### Spatial localization data
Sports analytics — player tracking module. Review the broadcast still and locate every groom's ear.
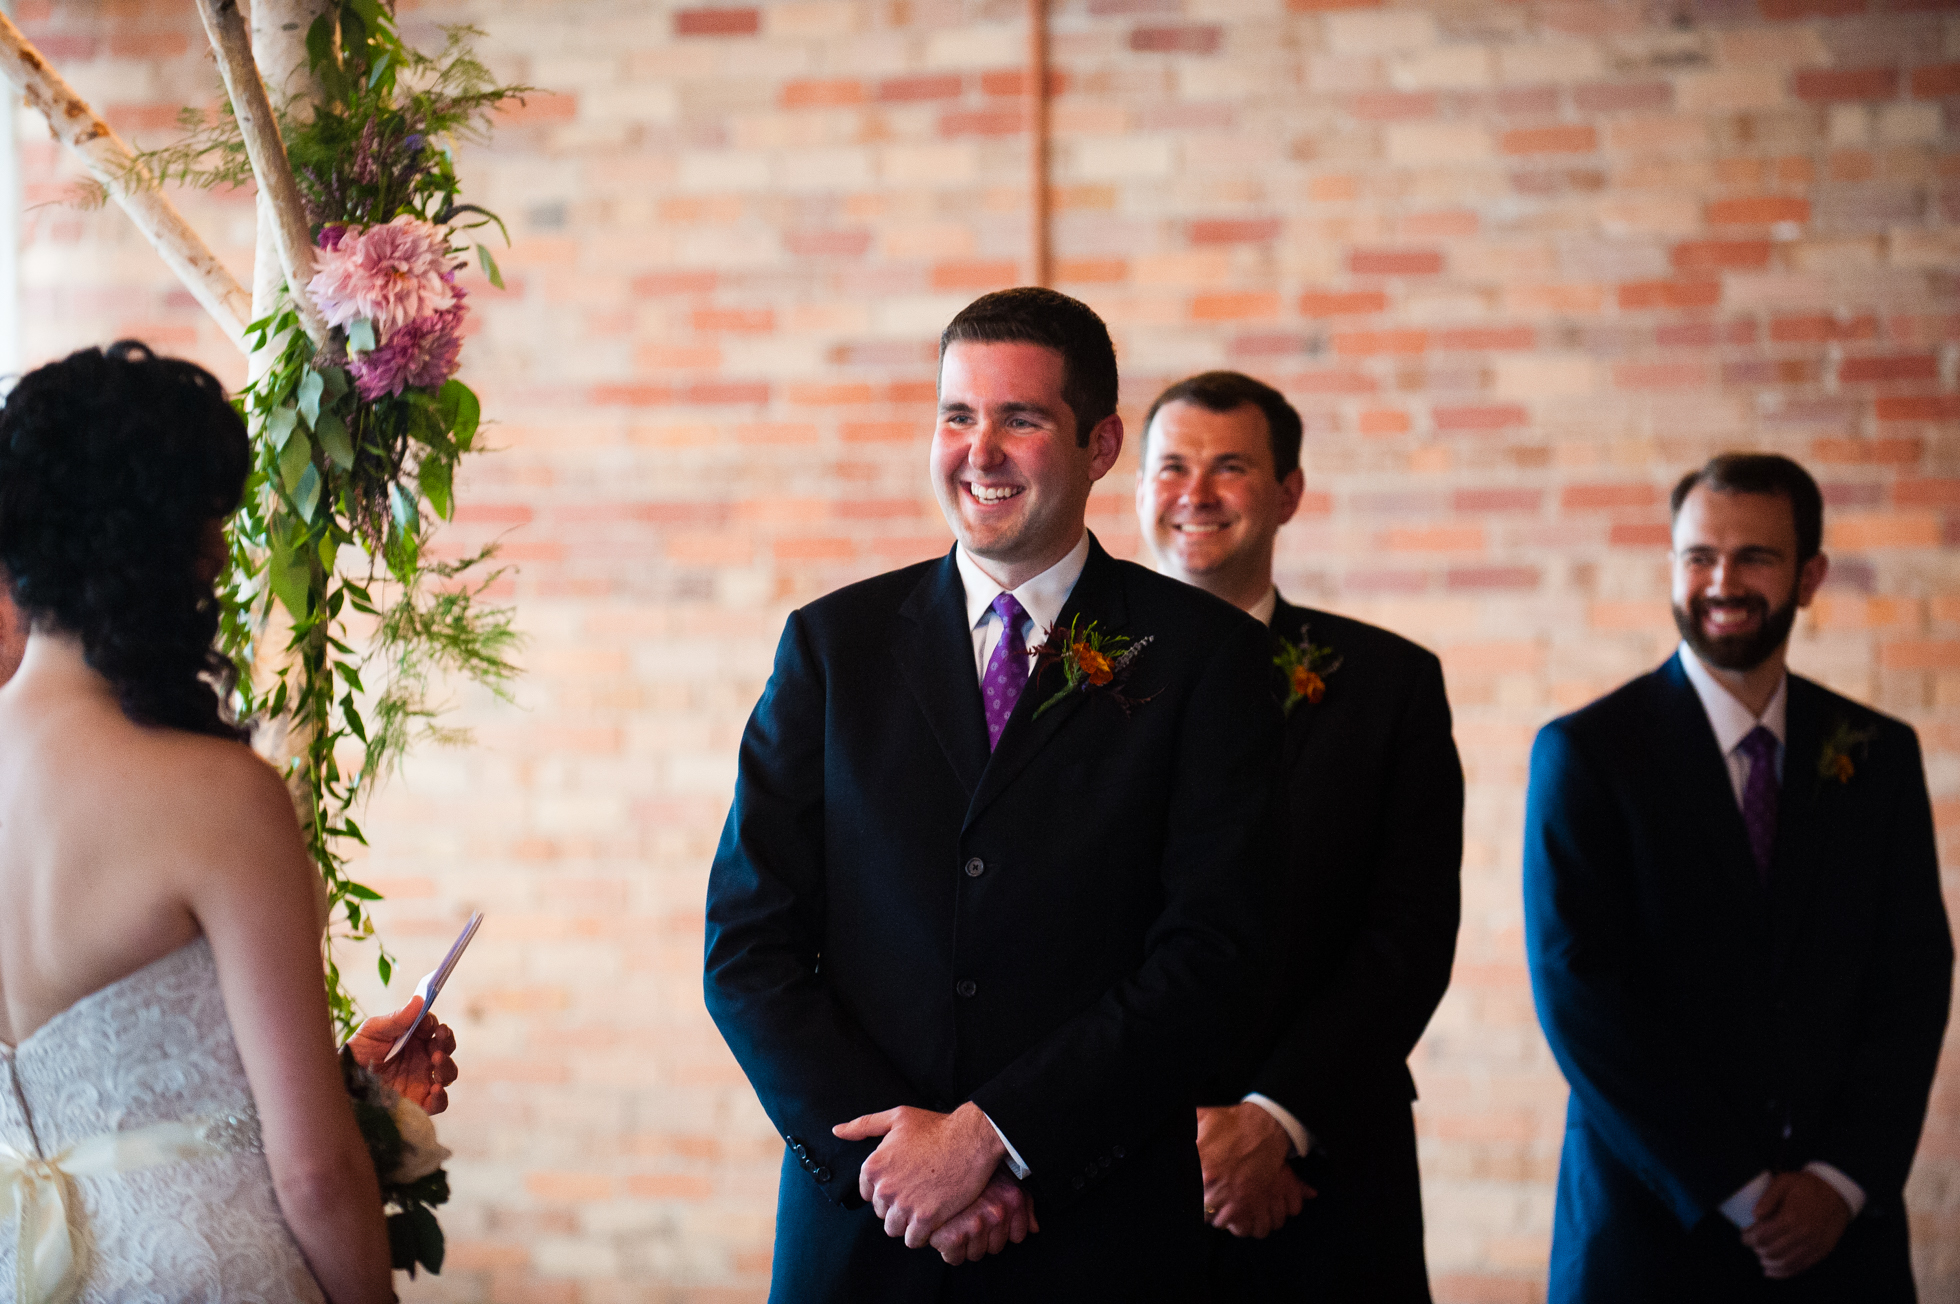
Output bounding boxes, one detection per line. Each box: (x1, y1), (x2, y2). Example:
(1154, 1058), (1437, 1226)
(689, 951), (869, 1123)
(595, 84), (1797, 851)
(0, 581), (23, 687)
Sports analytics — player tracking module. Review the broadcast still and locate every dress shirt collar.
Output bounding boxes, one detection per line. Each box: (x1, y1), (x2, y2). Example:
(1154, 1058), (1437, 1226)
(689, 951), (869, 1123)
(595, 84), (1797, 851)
(1678, 641), (1788, 756)
(1250, 588), (1278, 627)
(955, 532), (1091, 638)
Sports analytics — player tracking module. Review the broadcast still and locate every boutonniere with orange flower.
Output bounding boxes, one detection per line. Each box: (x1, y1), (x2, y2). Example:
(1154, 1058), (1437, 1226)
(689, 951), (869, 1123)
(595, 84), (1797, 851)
(1030, 614), (1157, 718)
(1816, 716), (1877, 790)
(1274, 627), (1341, 717)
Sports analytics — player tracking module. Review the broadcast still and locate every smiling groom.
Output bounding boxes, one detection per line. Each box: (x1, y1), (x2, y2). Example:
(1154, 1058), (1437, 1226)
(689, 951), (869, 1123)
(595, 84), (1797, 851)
(705, 288), (1285, 1300)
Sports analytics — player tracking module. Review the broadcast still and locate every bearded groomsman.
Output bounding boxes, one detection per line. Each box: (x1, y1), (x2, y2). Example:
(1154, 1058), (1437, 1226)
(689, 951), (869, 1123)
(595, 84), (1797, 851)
(706, 290), (1286, 1301)
(1525, 453), (1952, 1302)
(1134, 371), (1463, 1300)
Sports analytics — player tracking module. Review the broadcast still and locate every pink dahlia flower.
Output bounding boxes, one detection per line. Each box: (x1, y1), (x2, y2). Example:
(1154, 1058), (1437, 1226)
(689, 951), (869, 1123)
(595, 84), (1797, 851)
(307, 214), (456, 338)
(349, 289), (467, 400)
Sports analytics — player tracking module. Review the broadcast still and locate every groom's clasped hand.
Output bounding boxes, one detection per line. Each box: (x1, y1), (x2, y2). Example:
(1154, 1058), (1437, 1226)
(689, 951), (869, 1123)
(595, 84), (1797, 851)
(832, 1103), (1038, 1264)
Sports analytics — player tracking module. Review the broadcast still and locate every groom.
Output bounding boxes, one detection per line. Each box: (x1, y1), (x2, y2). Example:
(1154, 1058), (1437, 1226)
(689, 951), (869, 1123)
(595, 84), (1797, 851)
(705, 287), (1286, 1300)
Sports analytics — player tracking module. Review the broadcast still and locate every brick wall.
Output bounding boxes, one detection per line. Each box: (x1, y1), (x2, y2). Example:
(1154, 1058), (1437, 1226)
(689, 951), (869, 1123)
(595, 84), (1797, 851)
(17, 0), (1960, 1298)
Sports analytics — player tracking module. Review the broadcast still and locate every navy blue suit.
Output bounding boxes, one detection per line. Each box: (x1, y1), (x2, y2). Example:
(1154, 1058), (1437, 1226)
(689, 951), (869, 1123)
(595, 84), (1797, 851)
(1524, 652), (1952, 1302)
(705, 537), (1286, 1301)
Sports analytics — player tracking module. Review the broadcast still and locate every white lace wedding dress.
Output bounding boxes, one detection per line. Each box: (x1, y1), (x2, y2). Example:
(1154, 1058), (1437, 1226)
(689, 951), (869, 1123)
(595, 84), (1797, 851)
(0, 937), (327, 1302)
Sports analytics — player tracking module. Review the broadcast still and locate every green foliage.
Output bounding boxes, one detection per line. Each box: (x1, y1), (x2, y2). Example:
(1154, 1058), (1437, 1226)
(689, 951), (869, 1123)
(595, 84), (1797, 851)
(204, 5), (526, 1041)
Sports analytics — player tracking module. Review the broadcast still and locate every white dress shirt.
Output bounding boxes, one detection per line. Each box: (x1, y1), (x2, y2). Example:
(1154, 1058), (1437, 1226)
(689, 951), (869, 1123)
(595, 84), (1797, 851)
(1677, 645), (1867, 1227)
(950, 533), (1091, 1181)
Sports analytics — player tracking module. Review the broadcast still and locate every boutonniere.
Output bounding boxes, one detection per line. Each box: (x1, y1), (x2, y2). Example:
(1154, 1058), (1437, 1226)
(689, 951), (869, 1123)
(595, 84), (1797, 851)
(1817, 715), (1878, 788)
(1030, 614), (1157, 717)
(1274, 626), (1341, 717)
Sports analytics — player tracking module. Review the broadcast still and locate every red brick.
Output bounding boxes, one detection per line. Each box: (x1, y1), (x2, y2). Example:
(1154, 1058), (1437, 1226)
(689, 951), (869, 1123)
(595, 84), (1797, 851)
(1895, 479), (1960, 507)
(940, 108), (1025, 136)
(979, 70), (1067, 97)
(1287, 0), (1382, 8)
(1876, 395), (1960, 421)
(1500, 126), (1597, 155)
(1350, 249), (1445, 276)
(1332, 329), (1428, 356)
(1838, 354), (1938, 383)
(1671, 240), (1773, 271)
(1563, 483), (1660, 510)
(1618, 280), (1722, 310)
(1573, 82), (1672, 113)
(782, 79), (865, 108)
(1707, 196), (1811, 225)
(1191, 291), (1280, 321)
(1358, 408), (1410, 435)
(1434, 326), (1536, 351)
(878, 74), (963, 102)
(1794, 67), (1898, 101)
(498, 93), (578, 124)
(1190, 218), (1282, 245)
(1910, 64), (1960, 99)
(590, 383), (674, 407)
(1057, 258), (1128, 283)
(674, 7), (759, 35)
(633, 271), (717, 296)
(1454, 488), (1543, 512)
(785, 230), (873, 257)
(1434, 404), (1529, 432)
(1611, 522), (1673, 546)
(684, 380), (769, 405)
(1447, 566), (1542, 590)
(1129, 25), (1222, 54)
(1657, 320), (1758, 347)
(1769, 314), (1877, 343)
(1351, 92), (1438, 121)
(1615, 361), (1709, 388)
(692, 307), (775, 333)
(1724, 359), (1820, 385)
(108, 33), (189, 57)
(1301, 290), (1389, 316)
(931, 261), (1019, 291)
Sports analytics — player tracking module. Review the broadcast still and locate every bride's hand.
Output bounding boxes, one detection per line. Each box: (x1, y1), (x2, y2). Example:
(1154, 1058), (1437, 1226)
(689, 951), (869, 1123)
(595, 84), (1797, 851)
(346, 996), (460, 1114)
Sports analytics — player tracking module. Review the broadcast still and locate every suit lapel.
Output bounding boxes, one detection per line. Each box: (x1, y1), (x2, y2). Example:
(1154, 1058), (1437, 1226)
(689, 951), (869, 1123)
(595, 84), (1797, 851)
(1769, 675), (1828, 968)
(963, 537), (1129, 832)
(894, 548), (990, 799)
(1653, 653), (1764, 916)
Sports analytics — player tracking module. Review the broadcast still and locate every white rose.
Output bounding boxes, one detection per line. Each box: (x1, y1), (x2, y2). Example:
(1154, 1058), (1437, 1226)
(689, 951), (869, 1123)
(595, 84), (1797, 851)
(386, 1095), (452, 1185)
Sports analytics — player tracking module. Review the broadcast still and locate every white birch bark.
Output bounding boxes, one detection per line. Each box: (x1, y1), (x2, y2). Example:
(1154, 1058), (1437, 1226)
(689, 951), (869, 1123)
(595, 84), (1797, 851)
(246, 0), (330, 383)
(193, 0), (330, 348)
(0, 10), (252, 350)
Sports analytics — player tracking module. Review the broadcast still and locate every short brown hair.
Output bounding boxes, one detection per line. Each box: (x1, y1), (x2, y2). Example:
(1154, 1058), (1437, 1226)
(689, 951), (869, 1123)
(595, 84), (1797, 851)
(1141, 371), (1303, 481)
(939, 287), (1119, 447)
(1670, 453), (1824, 563)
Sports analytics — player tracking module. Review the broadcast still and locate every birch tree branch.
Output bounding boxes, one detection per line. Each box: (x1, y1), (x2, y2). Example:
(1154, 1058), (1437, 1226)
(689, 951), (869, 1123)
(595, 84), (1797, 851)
(0, 10), (251, 350)
(247, 0), (330, 381)
(193, 0), (330, 349)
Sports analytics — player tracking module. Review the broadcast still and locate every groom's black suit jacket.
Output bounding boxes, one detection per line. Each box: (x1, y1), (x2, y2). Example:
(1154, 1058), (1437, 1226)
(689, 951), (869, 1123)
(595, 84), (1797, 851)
(705, 537), (1285, 1301)
(1525, 654), (1952, 1302)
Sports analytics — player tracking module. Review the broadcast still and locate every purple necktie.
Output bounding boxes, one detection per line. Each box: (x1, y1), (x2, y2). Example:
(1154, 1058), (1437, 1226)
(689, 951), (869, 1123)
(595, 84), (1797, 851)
(981, 592), (1029, 751)
(1738, 725), (1779, 884)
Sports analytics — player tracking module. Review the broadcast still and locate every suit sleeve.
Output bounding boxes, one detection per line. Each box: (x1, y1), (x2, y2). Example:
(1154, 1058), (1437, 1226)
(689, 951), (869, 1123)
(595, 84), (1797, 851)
(1523, 719), (1767, 1228)
(1251, 650), (1463, 1129)
(968, 616), (1285, 1209)
(1807, 724), (1954, 1205)
(703, 611), (927, 1207)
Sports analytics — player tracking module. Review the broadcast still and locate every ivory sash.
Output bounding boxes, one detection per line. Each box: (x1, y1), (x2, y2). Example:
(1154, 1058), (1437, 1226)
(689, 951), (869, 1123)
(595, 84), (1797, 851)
(0, 1120), (223, 1304)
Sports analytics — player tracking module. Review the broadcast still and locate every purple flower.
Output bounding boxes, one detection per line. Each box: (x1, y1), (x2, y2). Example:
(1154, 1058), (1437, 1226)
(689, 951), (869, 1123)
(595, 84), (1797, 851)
(349, 295), (467, 400)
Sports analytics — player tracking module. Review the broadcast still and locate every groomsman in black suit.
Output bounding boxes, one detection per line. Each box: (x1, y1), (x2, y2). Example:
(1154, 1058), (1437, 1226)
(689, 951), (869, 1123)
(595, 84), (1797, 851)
(1525, 453), (1952, 1302)
(1134, 371), (1463, 1300)
(705, 290), (1286, 1301)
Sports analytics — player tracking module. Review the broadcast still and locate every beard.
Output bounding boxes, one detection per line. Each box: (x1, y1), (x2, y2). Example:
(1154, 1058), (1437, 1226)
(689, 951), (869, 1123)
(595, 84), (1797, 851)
(1672, 586), (1801, 672)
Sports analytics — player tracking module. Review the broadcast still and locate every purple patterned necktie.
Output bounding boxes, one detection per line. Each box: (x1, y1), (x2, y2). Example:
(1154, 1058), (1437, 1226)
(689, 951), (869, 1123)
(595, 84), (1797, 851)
(981, 592), (1029, 751)
(1738, 725), (1779, 884)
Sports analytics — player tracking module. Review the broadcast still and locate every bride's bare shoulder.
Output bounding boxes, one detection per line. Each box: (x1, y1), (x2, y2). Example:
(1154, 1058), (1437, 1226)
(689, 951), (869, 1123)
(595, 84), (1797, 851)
(137, 729), (308, 866)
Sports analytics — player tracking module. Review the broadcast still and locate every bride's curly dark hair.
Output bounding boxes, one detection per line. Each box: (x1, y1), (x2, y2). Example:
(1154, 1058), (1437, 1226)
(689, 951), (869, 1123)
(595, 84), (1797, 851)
(0, 341), (251, 741)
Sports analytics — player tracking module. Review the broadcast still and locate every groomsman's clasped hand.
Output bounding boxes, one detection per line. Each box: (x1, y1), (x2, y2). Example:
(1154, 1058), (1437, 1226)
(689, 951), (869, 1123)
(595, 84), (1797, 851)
(830, 1102), (1033, 1260)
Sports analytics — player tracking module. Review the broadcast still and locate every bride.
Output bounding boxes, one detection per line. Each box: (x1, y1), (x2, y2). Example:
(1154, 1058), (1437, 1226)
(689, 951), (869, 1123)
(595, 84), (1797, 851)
(0, 342), (434, 1302)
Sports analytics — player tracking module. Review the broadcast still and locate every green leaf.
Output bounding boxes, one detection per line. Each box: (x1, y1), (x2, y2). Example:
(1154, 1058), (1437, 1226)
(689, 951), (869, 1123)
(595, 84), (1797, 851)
(347, 318), (377, 355)
(320, 366), (351, 406)
(420, 454), (454, 521)
(344, 881), (381, 900)
(268, 525), (313, 621)
(296, 367), (325, 425)
(475, 243), (505, 290)
(295, 463), (323, 522)
(389, 482), (419, 531)
(368, 51), (392, 88)
(342, 697), (368, 742)
(335, 661), (366, 693)
(264, 404), (299, 451)
(316, 408), (355, 470)
(279, 430), (314, 497)
(345, 818), (369, 846)
(377, 953), (393, 986)
(437, 380), (480, 450)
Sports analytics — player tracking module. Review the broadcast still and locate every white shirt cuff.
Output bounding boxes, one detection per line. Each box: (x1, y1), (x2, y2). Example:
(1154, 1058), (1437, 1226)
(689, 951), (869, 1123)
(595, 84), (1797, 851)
(1243, 1092), (1312, 1157)
(981, 1110), (1030, 1180)
(1805, 1162), (1866, 1218)
(1721, 1170), (1773, 1228)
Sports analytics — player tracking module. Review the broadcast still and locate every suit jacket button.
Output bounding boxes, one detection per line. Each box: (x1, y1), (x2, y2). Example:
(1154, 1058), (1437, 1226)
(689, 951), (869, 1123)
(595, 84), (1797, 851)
(814, 1167), (832, 1183)
(1112, 1145), (1124, 1159)
(1100, 1154), (1112, 1168)
(786, 1135), (804, 1149)
(1072, 1175), (1086, 1190)
(956, 979), (977, 997)
(965, 858), (985, 878)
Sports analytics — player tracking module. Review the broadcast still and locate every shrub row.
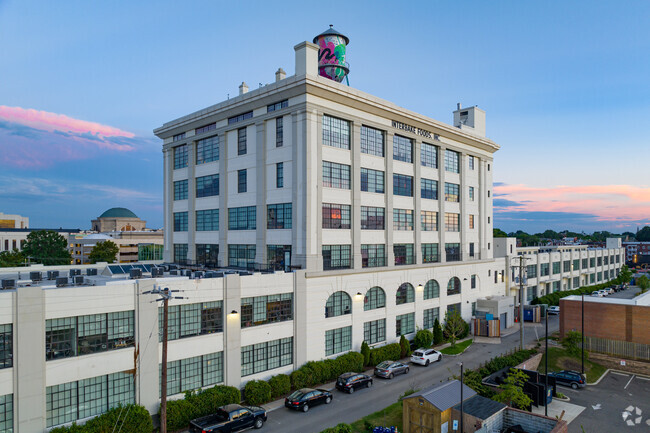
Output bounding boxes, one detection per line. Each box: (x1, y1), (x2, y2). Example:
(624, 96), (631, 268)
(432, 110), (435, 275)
(162, 385), (240, 432)
(368, 343), (401, 366)
(289, 352), (364, 390)
(268, 374), (291, 399)
(49, 404), (153, 433)
(531, 279), (619, 306)
(319, 423), (353, 433)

### EXERCISE PROMPT
Every line that contains the string "hair" should be returned from the data.

### RESULT OF THIS TASK
Sports analytics — player tracking module. Review the broadcast still and locate every short brown hair.
Sports analytics — player tracking module. Review the broadcast still and locate every bride's curly dark hair.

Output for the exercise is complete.